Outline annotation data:
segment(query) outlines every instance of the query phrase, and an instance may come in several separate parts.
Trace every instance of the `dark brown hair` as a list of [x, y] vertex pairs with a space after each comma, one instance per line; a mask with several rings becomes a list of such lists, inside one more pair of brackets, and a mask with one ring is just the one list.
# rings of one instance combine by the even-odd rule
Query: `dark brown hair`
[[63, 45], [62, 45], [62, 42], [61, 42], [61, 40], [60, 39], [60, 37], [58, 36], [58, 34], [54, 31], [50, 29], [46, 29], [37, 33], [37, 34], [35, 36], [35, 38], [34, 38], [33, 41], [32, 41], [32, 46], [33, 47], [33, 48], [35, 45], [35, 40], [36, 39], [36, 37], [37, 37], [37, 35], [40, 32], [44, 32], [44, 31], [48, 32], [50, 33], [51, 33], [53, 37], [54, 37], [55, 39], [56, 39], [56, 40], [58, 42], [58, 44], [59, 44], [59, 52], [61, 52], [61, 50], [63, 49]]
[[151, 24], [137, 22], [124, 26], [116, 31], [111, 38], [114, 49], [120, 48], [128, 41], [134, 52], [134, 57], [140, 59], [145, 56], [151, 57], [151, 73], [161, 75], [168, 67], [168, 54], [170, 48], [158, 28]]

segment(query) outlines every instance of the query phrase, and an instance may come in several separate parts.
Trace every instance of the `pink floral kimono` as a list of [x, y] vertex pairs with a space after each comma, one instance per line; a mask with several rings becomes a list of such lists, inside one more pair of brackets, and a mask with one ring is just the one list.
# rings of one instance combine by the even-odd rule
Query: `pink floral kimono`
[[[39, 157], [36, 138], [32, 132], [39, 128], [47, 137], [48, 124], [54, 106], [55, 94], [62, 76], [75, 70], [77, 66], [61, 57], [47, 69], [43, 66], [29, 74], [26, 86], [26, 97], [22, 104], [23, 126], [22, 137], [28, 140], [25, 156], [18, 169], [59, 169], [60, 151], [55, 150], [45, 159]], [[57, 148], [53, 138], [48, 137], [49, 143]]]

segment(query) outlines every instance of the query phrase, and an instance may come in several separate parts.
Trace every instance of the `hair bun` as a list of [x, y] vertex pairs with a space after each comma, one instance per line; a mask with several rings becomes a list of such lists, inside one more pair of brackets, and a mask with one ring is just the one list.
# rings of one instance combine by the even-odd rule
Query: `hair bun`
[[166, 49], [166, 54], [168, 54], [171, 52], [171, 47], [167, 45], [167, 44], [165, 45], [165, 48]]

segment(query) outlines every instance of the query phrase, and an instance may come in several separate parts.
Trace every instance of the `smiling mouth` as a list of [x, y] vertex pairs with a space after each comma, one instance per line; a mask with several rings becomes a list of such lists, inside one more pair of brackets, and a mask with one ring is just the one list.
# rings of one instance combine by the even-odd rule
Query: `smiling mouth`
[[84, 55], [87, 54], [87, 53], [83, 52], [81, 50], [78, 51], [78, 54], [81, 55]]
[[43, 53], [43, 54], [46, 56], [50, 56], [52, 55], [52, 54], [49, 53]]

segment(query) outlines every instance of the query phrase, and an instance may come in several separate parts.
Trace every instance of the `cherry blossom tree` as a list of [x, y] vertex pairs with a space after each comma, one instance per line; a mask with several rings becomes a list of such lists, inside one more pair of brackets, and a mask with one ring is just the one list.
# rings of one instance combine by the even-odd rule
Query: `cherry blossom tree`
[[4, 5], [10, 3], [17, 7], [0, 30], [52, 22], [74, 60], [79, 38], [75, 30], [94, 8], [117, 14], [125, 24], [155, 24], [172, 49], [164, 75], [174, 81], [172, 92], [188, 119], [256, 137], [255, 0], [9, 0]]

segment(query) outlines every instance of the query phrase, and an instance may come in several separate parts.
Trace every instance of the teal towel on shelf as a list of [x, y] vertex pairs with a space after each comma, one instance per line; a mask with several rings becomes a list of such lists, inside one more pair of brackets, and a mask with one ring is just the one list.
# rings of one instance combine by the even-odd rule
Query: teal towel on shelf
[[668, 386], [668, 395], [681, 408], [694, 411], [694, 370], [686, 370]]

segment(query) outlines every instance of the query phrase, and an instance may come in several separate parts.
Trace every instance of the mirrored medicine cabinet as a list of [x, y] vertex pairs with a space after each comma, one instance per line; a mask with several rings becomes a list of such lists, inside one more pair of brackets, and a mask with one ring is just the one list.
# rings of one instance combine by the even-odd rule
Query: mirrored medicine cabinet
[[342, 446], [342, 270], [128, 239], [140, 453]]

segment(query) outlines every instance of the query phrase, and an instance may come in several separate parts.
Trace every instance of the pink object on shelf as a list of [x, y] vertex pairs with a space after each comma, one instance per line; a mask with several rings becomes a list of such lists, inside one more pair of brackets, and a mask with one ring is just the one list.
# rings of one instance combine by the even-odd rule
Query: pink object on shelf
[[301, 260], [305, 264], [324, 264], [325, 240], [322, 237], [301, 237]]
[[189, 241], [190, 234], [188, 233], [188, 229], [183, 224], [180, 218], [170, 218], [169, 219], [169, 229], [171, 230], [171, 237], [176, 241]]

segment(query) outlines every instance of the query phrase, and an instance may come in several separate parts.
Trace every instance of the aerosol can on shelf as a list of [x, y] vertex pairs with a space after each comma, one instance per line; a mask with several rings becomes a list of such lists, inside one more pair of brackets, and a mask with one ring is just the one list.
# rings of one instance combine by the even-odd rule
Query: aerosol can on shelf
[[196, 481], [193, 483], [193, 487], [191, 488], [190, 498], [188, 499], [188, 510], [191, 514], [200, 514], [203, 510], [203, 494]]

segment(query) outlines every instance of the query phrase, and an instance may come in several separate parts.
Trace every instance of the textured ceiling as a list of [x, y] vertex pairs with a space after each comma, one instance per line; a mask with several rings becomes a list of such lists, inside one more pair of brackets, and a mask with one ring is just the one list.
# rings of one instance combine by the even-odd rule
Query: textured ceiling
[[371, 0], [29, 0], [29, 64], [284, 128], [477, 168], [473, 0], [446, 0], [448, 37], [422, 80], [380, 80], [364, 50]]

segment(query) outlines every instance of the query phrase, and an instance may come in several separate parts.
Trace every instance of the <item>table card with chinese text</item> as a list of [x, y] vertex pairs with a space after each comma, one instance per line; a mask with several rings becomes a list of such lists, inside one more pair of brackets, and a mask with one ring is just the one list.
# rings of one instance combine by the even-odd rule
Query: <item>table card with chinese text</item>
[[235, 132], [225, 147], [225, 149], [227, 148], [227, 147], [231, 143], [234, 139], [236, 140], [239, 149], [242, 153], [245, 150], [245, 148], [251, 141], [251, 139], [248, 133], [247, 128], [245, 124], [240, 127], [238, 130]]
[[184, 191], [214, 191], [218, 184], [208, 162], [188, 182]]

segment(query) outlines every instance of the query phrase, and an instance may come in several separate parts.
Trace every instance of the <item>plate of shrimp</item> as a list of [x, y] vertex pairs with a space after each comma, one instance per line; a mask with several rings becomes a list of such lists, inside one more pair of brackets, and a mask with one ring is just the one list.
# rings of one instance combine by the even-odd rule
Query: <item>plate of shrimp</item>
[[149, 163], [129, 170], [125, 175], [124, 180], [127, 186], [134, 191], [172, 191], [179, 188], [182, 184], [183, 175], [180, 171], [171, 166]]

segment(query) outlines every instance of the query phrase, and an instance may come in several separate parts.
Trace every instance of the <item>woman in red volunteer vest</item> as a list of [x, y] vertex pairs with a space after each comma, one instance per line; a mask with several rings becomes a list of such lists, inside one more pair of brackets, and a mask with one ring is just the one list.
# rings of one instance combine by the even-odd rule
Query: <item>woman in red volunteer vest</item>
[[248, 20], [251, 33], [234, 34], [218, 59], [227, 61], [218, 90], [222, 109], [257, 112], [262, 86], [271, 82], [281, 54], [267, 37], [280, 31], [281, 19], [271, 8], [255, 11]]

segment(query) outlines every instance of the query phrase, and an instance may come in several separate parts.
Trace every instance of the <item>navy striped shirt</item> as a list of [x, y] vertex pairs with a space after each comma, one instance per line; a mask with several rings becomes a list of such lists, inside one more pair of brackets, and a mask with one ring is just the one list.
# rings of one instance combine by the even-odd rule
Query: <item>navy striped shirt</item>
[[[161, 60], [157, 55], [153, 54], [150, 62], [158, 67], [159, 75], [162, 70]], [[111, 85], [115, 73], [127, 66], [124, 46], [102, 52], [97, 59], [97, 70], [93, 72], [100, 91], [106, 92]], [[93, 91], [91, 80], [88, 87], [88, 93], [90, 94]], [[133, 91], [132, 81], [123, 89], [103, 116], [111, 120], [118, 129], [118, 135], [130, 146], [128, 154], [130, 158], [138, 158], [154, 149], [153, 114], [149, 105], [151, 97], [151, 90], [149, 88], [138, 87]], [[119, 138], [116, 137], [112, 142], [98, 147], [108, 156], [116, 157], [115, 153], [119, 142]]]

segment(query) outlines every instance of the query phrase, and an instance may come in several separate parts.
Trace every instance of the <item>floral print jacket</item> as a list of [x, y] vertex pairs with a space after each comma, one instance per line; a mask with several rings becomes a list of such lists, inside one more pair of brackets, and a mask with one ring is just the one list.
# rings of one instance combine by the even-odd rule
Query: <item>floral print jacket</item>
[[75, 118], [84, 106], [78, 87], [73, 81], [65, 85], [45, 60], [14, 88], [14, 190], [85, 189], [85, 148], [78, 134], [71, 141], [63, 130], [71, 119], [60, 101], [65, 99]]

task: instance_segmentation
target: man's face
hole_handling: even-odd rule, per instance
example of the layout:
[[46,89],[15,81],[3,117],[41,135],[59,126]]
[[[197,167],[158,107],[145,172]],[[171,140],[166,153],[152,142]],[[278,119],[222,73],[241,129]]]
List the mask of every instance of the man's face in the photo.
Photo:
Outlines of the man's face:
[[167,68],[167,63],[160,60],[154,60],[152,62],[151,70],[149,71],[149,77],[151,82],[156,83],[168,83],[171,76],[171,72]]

Aim
Rewrite the lines from the one containing "task: instance_segmentation" through the end of the data, inclusive, as a numbered list with blank lines omitted.

Task result
1. task: instance_segmentation
2. target: man's face
3. hole_handling: even-odd rule, per instance
4. example of the layout:
5. [[46,89],[15,81],[3,117],[41,135],[59,126]]
6. [[[197,167],[158,107],[145,172]],[[171,140],[166,153],[152,142]],[[278,119],[222,73],[241,129]]]
7. List the mask of every instance of the man's face in the photo.
8. Photo:
9. Outlines of the man's face:
10. [[167,68],[167,63],[160,60],[154,60],[152,62],[151,70],[149,71],[149,77],[151,82],[156,83],[168,83],[171,76],[171,72]]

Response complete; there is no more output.